Job 1: Translate this sentence from the woodwork thread into Spanish: "I would apply a marine grade varnish."
Job 2: Please list every finish, sealer, or stain named in the woodwork thread, giving each one only once.

Extract:
__________________________________________________
# How would you clear coat this woodwork?



## Laz (Nov 14, 2010)

Here's the deal. Remodeler lands the job of putting up a hot tub room. There in-house guys work cheaper so they clear coat the tough and groove ceiling and the ceder trim and base boards. They start to stain and seal some of the windows then homeowner doesn't like how the staining of the windows look. 
I am called it to finish the staining of the windows. The stain color looks nothing like the clear coated cedar.
I am told by the homeowner that he is worried about all that moisture in that room and will just lacquer be enough on the windows and doors. I said Lacquer is a great product but doesn't hold up if subjected to a lot of moisture. Especially if moisture stays in contact with it for extended times.
I suggested something else. Ether a spar varnish or a very good clear exterior product like they may use on log homes and such.
Now the real problems. The remodeler sealed the windows they had done with vinyl sealer. I am told by my paint rep that I will now have to use this universal sealer called Seal coat from Zinnzer so there won't be a reaction with the spar varnish that the homeowner wants. The next is that I will now have to air brush some stain on the finished trim to give it some color and get it closer to the windows. 
Homeowner said to just use lacquer on the trim boards after I air brush because he isn't paying anything more to do them the same as the windows.

What would you do if you had to apply spar varnish over vinyl sealer?
Would you just do the trim the same way so it is protected rather than shooting it with lacquer?


----------



## StevenH (Sep 7, 2009)

Laz said:


> Here's the deal. Remodeler lands the job of putting up a hot tub room. There in-house guys work cheaper so they clear coat the tough and groove ceiling and the ceder trim and base boards. They start to stain and seal some of the windows then homeowner doesn't like how the staining of the windows look.
> I am called it to finish the staining of the windows. The stain color looks nothing like the clear coated cedar.
> I am told by the homeowner that he is worried about all that moisture in that room and will just lacquer be enough on the windows and doors. I said Lacquer is a great product but doesn't hold up if subjected to a lot of moisture. Especially if moisture stays in contact with it for extended times.
> I suggested something else. Ether a spar varnish or a very good clear exterior product like they may use on log homes and such.
> ...


Yes You can apply dewaxed shellac over vinyl.
Scuff sand the surface first.

I would apply a marine grade varnish.


----------
__________________________________________________
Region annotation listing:
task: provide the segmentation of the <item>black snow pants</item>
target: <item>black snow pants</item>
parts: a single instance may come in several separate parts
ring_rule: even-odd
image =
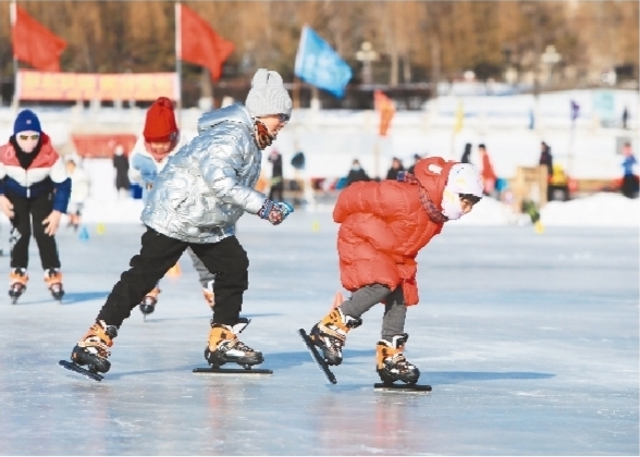
[[[190,247],[207,269],[216,274],[213,322],[235,325],[249,285],[249,259],[235,236],[219,243],[186,243],[147,227],[141,237],[140,254],[131,259],[131,269],[122,273],[113,286],[97,320],[120,328],[183,252]]]
[[[53,193],[46,193],[34,198],[7,195],[7,198],[13,205],[14,213],[11,219],[11,268],[26,269],[28,267],[32,234],[38,244],[42,269],[60,268],[56,238],[47,235],[46,226],[42,225],[42,221],[53,210]]]

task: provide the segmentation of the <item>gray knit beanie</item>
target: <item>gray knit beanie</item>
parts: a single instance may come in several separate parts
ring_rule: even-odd
[[[291,116],[292,101],[278,72],[260,69],[251,81],[245,106],[253,116],[286,114]]]

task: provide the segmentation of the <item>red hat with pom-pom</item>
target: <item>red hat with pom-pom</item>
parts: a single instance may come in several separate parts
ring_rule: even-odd
[[[160,97],[147,111],[143,136],[147,143],[169,143],[177,138],[173,102]]]

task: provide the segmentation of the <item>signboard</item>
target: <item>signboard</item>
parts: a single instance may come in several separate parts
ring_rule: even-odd
[[[20,100],[152,101],[162,96],[179,100],[179,87],[176,73],[17,73]]]

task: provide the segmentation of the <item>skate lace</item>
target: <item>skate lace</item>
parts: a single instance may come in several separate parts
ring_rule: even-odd
[[[108,358],[111,355],[107,342],[102,341],[99,336],[89,336],[84,342],[81,342],[79,346],[87,349],[95,349],[98,356],[103,358]]]
[[[414,366],[409,363],[409,361],[405,358],[402,354],[396,354],[393,357],[386,359],[386,363],[390,368],[397,370],[401,373],[410,371],[414,369]]]
[[[243,353],[254,353],[255,350],[251,349],[249,346],[241,342],[239,339],[233,339],[232,346],[234,349],[242,350]]]

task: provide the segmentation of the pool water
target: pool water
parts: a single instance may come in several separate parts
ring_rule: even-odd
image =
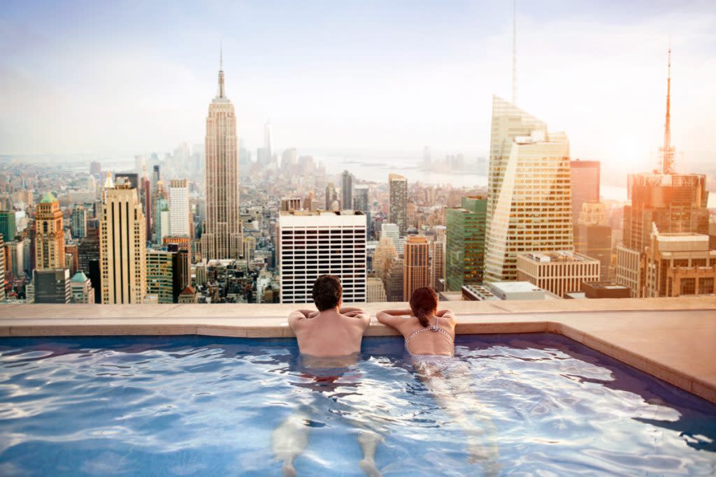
__________________________________________________
Task output 1: Yo aplicaría un barniz de grado marino.

Task output 2:
- Stain
- Lacquer
- Spar varnish
- A very good clear exterior product like those used on log homes
- Vinyl sealer
- Seal coat from Zinnzer (a universal sealer)
- Dewaxed shellac
- Marine grade varnish